> **STATED TASK**: Rewrite everything from the line containing "Target: pile of chips" down to the line containing "57], [130, 44]]", both included, and nothing else. Shift each polygon vertex coordinate in the answers by adding 142, leave the requests and their format samples unchanged, and omit the pictures.

## Begin

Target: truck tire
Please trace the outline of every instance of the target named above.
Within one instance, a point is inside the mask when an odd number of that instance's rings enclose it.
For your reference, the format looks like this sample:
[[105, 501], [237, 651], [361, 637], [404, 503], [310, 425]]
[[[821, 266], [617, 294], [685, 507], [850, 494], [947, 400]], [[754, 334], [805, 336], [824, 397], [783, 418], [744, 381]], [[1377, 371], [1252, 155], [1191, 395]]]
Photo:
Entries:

## End
## Begin

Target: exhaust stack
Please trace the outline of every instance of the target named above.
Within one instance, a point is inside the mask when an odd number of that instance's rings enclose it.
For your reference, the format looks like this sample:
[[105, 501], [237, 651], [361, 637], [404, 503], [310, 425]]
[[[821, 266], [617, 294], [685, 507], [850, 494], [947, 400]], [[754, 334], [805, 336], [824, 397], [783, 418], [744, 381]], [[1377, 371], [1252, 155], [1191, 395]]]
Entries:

## End
## Begin

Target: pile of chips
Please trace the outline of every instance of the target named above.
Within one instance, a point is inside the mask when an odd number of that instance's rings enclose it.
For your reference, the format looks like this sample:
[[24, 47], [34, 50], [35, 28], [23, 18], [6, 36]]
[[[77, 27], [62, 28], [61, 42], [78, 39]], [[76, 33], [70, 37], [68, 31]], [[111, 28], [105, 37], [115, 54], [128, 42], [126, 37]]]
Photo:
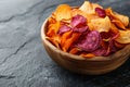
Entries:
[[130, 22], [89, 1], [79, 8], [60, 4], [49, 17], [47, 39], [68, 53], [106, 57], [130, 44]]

## End

> **CORRECT RESPONSE**:
Target: pile of chips
Please trace the outline of every instance of the target named above.
Within one instance, a point is inside the mask when an odd number of that instance's rings enclose it.
For your reference, the format looks like this sample:
[[24, 47], [34, 50], [35, 28], [23, 18], [6, 36]]
[[[77, 27], [62, 28], [61, 42], [78, 39]], [[76, 33], [70, 37], [68, 31]], [[111, 28], [105, 37], [115, 54], [128, 42], [126, 37]]]
Photo:
Entries:
[[272, 164], [231, 143], [221, 150], [202, 146], [191, 159], [189, 181], [210, 195], [248, 199], [272, 186]]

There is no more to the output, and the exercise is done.